[Start]

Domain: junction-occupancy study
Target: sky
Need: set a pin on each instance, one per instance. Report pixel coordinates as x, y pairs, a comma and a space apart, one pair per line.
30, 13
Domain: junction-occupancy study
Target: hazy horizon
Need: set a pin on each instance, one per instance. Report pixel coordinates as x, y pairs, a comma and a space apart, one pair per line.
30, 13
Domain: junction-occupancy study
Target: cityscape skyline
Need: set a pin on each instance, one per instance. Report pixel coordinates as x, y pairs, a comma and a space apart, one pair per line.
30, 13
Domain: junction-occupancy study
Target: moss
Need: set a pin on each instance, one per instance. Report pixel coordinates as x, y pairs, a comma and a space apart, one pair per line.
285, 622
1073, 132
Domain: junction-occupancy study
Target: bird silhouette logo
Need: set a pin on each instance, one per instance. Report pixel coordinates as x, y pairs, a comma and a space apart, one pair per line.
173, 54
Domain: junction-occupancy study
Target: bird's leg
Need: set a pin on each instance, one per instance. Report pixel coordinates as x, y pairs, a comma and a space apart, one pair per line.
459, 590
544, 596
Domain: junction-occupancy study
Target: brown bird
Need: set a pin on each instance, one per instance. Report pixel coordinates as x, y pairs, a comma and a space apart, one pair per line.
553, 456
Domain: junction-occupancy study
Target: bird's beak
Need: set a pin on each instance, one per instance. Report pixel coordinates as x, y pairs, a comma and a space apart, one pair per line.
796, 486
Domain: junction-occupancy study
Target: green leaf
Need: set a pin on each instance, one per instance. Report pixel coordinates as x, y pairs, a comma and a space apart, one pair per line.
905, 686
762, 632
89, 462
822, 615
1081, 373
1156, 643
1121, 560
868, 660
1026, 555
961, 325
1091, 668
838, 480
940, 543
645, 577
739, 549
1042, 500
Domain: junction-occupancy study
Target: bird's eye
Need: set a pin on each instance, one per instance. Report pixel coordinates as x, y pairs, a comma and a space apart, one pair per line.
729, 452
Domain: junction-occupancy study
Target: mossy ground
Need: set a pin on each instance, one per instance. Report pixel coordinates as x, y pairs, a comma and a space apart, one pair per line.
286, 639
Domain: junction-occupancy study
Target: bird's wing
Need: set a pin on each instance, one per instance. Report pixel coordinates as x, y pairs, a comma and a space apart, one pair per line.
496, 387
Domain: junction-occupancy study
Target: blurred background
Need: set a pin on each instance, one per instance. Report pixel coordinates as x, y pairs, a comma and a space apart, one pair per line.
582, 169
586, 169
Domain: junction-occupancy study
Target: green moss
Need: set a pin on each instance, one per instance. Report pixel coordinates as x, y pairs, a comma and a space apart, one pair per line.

[End]

Transcribe all of the lines in the records precisely.

Domain: junction-occupancy study
Target: sky
Need: set a pin on each instance, one per instance. Report pixel coordinates as x, y pairs, a comma and a space apart, one pair per line.
30, 13
Domain: junction-occupancy study
Target: hazy horizon
Need: set a pin on each instance, one per instance. Report pixel coordinates as x, y pairs, a comma and a space apart, one pair per line.
30, 13
Domain: junction-occupancy study
Target: cityscape skyline
Need: set a pin on each instance, one per instance. Report pixel coordinates as x, y pairs, a comma and a space apart, one pair per line.
30, 13
Domain: junction-occupancy study
Target: moss
Need: set a pin on each instance, one per instance. Report pixel coordinates as x, y pairs, a comma and a space apart, one pair per line.
285, 622
1073, 132
Domain: junction-occupancy study
Target: bird silhouette logo
Need: set a pin on each instance, one per instance. Report pixel coordinates as x, y pairs, a comma and a space apart, one pair per line.
173, 54
Domain: junction-occupancy study
Target: bird's leg
Need: set a pin on each instance, one per instance. Report pixel coordinates as x, y pairs, a comma and a space apart, one pair per line.
459, 590
544, 596
Domain: junction-occupancy study
Target: brown bird
Need: set a pin on each instance, one per instance. Report pixel coordinates as x, y pairs, a comma and a space apart, one pair per line.
553, 456
Domain: junction-occupancy study
Target: bird's beak
Need: set a pin on each instance, one per instance. Report pixel coordinates as x, y pairs, a comma and a space apart, one pair per line.
796, 486
Domain: junction-occupancy study
Target: green leaf
Need: set a pin on each instance, one per instance. Report pixel coordinates as x, y pairs, a comma and a space apart, one pair per line.
905, 686
762, 632
89, 462
822, 615
1081, 373
1156, 643
1121, 560
868, 660
1026, 555
961, 325
1091, 668
838, 480
940, 543
645, 577
739, 549
1042, 500
Domain: junction-occupancy study
Target: bird's eye
Need: set a pin on each instance, one per instance. Report pixel coordinates as x, y pairs, a comma and a space apart, one pair per line.
729, 452
Domain: junction-occupancy study
Target: mossy ground
Need: set a pin on each instance, one per instance. Report pixel coordinates as x, y pairs, a comma and a space apart, one pair per line.
286, 639
Domain: junction-occupancy study
Target: bird's wing
Need: set a pin on each instance, one per instance. Report pixel coordinates as x, y pairs, a comma and a space apart, one pair per line.
496, 387
Domain: junction-occupancy study
Target: blurred background
Need: set a pin on each instance, one per instance. Report pixel coordinates as x, y pairs, a comma and a space apart, one pair per line.
582, 169
586, 169
Domain: junction-occupancy study
Target: green moss
Need: set a pin on each instance, one per instance. Report pixel coordinates as x, y pairs, a comma and a space apart, one pair per line.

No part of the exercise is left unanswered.